• RECORDS FOR THE TASK:
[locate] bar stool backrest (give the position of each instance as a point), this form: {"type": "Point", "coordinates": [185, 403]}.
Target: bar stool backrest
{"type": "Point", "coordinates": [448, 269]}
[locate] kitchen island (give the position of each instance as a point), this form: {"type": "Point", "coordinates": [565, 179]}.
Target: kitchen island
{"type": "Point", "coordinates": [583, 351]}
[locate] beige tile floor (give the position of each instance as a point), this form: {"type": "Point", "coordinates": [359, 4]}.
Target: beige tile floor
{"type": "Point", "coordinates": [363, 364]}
* * *
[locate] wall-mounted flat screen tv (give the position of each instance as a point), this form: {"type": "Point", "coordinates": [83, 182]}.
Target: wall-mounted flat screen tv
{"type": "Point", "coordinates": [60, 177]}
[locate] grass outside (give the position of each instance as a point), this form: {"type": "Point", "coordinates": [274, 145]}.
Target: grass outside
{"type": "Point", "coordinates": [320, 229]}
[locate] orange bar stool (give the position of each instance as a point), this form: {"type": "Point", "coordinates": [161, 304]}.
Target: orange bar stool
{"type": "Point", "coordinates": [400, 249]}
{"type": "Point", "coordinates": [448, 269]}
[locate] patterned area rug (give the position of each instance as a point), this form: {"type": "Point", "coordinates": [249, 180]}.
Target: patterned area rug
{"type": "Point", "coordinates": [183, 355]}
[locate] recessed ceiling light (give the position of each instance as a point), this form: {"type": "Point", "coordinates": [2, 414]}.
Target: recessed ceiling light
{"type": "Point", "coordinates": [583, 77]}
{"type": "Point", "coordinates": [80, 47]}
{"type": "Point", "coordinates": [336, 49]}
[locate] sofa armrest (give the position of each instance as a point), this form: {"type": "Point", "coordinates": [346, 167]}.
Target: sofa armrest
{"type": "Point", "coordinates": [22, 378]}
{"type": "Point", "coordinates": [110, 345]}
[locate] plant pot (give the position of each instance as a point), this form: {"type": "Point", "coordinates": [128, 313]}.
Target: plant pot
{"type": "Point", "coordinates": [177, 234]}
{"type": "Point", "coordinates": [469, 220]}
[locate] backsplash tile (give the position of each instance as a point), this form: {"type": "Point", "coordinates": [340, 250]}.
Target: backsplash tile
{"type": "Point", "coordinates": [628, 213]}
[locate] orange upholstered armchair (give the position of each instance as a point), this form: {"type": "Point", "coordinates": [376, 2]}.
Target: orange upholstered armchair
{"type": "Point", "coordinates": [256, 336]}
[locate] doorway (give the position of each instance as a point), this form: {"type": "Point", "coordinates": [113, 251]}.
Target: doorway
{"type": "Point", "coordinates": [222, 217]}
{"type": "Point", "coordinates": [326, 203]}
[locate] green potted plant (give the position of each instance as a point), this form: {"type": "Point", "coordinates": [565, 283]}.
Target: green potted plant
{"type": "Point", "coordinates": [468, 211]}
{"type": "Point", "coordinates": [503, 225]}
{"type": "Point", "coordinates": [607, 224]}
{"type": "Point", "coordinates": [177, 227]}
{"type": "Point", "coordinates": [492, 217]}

• SHORT TASK:
Report every line of the data above that contains the string "backrest", copying each such line in full.

• FINAL RESULT:
[locate] bar stool backrest (give the position of each instance as a point), this form: {"type": "Point", "coordinates": [185, 403]}.
Target: bar stool backrest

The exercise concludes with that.